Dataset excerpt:
════════════════════

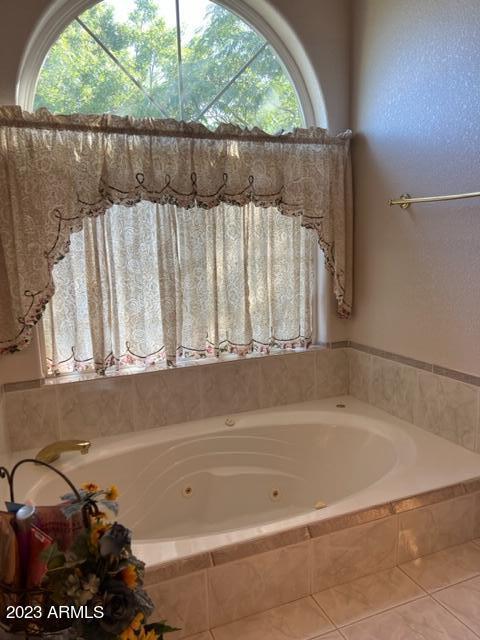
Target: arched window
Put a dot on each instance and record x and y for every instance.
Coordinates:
(229, 279)
(191, 60)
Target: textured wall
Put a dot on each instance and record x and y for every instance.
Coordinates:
(415, 110)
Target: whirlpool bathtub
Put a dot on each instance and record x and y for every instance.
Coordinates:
(205, 484)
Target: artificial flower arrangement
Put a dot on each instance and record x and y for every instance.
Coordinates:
(100, 573)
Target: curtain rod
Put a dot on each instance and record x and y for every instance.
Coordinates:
(406, 199)
(288, 138)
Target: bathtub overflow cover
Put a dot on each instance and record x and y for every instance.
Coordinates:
(187, 491)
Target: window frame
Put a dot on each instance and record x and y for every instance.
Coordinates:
(272, 27)
(260, 15)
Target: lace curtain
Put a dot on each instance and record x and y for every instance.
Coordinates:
(153, 281)
(56, 172)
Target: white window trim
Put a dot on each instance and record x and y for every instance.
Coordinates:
(263, 18)
(259, 14)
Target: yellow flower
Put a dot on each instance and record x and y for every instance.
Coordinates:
(130, 632)
(97, 532)
(129, 576)
(91, 487)
(112, 493)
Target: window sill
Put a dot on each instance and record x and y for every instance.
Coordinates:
(134, 370)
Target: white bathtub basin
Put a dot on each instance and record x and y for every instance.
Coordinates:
(204, 484)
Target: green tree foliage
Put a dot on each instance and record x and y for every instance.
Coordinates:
(79, 77)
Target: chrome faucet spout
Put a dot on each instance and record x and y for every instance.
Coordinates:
(52, 451)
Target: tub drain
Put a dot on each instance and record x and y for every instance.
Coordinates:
(187, 491)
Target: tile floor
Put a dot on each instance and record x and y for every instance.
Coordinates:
(436, 597)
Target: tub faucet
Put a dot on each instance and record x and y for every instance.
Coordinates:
(52, 451)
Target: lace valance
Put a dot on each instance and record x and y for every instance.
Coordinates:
(57, 170)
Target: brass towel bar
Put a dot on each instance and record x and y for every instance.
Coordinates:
(406, 199)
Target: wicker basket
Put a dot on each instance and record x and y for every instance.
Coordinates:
(9, 596)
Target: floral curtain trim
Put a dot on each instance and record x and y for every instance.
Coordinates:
(130, 359)
(55, 171)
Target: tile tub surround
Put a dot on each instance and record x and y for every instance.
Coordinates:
(331, 573)
(433, 598)
(444, 402)
(120, 404)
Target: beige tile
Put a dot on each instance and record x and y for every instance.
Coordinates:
(182, 602)
(353, 553)
(436, 527)
(95, 408)
(349, 520)
(167, 397)
(242, 588)
(31, 418)
(299, 620)
(447, 408)
(367, 596)
(428, 498)
(260, 545)
(359, 374)
(393, 387)
(287, 378)
(463, 600)
(419, 620)
(446, 567)
(229, 387)
(331, 373)
(177, 568)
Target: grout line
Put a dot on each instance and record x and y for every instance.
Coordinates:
(413, 580)
(325, 614)
(454, 584)
(451, 613)
(379, 613)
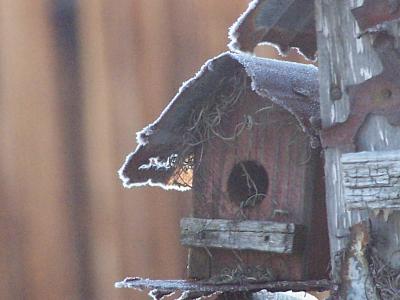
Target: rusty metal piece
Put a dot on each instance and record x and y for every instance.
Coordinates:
(379, 95)
(205, 287)
(373, 12)
(284, 23)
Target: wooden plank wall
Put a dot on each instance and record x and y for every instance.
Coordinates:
(77, 80)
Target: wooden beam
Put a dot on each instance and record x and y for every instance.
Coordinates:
(371, 179)
(240, 235)
(347, 57)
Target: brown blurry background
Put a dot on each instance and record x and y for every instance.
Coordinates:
(77, 80)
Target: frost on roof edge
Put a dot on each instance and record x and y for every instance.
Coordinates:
(282, 24)
(292, 86)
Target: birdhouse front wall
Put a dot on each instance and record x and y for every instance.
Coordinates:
(271, 141)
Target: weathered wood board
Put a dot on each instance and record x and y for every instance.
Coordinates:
(371, 179)
(240, 235)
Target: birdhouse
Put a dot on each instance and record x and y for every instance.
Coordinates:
(243, 135)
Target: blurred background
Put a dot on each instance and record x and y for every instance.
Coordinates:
(77, 80)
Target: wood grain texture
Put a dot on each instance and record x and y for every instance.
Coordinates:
(243, 235)
(371, 180)
(345, 59)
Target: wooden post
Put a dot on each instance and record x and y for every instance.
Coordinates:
(347, 59)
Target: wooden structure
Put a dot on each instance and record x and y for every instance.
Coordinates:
(360, 108)
(240, 134)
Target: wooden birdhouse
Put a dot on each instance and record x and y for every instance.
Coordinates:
(243, 135)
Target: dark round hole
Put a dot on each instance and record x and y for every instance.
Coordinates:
(247, 183)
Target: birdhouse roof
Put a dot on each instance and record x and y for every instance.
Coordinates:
(166, 147)
(285, 24)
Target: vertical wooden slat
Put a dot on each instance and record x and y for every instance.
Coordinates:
(97, 117)
(32, 155)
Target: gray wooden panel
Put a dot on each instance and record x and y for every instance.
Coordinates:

════════════════════

WORK TO COMPLETE. Starting at the line that contains "Target: wooden birdhouse" and continuing through the end of the material, rewrite those lines with "dark round hole" changed to "dark circular hole". Keep everything else the same.

RESPONSE.
Target: wooden birdhouse
Put a dot on each instance and record x and y for every instance.
Coordinates:
(243, 135)
Target: dark circular hole
Put a dot on each instance and record x and y for every instance.
Coordinates:
(247, 183)
Target: birdhouse roof
Put a dot on each instance and record x and y for every instance.
Coordinates:
(166, 147)
(285, 24)
Target: vertical wooden slat
Put a dot on each instance and record x and y for every instance.
Coordinates:
(97, 117)
(32, 155)
Target: gray wooden panel
Put a dot on each instance and record x and y for every instance.
Coordinates:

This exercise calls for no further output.